**Written instruction:** Count the lines in the records below that contain the word "plant", and reply with the number alone.

(Dataset records on object locations)
·····

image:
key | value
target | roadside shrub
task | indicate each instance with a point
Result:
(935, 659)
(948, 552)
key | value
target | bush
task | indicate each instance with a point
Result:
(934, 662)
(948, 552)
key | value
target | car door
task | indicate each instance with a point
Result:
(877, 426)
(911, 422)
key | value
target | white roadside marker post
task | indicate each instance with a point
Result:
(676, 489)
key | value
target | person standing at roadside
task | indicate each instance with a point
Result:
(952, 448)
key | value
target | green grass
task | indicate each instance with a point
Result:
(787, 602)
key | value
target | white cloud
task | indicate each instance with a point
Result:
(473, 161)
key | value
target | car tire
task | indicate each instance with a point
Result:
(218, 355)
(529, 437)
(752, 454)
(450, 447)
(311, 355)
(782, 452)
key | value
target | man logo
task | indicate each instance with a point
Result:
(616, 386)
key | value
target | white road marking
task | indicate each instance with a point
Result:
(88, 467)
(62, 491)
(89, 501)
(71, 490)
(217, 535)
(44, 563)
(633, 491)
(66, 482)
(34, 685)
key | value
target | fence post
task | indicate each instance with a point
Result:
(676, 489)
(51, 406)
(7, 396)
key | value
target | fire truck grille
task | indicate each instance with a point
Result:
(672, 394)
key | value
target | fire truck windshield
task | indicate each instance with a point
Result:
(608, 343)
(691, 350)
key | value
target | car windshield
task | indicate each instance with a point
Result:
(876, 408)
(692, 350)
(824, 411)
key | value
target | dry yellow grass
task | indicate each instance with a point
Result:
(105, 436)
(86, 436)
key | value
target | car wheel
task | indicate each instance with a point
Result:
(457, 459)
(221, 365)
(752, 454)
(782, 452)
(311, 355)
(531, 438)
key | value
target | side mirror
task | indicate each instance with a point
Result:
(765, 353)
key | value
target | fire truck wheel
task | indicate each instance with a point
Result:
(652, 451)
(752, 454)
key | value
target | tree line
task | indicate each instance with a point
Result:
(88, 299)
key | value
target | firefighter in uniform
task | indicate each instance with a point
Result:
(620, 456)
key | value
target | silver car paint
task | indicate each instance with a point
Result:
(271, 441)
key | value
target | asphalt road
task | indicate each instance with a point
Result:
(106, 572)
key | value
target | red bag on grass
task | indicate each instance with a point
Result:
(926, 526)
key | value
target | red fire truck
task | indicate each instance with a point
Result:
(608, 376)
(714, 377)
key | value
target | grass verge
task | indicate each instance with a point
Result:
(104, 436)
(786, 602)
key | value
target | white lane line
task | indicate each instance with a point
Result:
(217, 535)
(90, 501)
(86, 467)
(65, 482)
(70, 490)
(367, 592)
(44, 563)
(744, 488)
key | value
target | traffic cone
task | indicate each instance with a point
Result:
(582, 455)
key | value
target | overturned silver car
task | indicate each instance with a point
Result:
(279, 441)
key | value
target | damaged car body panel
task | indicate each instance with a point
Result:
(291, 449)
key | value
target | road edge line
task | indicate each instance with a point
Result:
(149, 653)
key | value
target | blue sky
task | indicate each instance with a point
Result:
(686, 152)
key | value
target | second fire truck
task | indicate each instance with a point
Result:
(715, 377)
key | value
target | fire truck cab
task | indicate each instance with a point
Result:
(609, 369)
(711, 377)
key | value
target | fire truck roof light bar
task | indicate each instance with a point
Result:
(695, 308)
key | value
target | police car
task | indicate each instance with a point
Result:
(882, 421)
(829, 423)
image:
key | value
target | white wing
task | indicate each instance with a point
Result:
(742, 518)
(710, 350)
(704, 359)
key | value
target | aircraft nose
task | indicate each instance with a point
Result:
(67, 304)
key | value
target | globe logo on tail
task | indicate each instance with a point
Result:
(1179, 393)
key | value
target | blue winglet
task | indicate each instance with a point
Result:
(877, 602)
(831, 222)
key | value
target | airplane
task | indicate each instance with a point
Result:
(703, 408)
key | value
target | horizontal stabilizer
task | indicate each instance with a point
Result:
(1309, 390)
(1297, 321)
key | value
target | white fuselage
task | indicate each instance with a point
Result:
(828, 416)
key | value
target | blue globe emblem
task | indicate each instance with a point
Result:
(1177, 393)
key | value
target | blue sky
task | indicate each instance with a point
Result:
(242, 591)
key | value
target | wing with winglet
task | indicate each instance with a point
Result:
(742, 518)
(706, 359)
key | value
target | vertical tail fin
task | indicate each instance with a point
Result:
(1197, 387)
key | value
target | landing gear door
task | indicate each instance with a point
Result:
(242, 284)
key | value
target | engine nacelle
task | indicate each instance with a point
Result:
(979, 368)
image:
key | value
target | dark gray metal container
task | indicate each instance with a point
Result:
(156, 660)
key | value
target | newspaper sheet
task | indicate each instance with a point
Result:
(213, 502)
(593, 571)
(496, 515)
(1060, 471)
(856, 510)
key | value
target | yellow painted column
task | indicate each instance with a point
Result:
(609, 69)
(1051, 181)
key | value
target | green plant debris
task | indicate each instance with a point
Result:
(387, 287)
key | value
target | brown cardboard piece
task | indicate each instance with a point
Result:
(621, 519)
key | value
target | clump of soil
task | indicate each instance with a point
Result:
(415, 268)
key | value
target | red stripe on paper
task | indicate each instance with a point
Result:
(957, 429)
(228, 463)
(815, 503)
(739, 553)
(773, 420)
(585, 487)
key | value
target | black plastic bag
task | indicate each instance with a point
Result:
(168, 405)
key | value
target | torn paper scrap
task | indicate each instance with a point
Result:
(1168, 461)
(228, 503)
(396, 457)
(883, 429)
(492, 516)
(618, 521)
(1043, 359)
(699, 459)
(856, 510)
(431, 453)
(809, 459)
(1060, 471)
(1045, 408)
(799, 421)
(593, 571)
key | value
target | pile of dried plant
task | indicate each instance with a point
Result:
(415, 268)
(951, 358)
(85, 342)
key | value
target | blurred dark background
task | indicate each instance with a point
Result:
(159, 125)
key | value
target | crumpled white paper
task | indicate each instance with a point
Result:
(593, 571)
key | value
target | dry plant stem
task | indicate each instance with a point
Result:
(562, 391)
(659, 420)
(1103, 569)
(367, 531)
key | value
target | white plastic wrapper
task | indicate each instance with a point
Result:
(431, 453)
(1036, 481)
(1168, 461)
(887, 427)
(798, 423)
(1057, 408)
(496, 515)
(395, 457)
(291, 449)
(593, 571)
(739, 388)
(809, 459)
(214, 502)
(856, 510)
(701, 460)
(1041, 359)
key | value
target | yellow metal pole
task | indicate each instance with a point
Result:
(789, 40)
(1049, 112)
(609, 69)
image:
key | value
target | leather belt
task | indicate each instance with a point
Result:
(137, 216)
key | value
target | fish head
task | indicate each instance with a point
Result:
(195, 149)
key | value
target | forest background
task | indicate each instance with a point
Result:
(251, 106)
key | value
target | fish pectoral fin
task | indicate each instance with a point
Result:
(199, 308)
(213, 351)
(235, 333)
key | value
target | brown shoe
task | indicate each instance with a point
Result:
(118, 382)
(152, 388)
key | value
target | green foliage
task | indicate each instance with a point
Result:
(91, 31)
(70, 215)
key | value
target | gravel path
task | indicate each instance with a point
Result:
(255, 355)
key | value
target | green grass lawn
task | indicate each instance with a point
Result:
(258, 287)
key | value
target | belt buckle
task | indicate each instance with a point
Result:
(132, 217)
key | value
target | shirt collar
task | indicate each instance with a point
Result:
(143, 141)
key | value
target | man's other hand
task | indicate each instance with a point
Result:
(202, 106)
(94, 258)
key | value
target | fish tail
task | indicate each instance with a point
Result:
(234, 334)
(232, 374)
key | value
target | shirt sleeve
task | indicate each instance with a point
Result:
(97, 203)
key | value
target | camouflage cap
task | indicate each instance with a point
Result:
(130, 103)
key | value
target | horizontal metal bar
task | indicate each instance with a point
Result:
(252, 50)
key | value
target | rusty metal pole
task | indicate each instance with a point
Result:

·····

**Exercise solution:** 3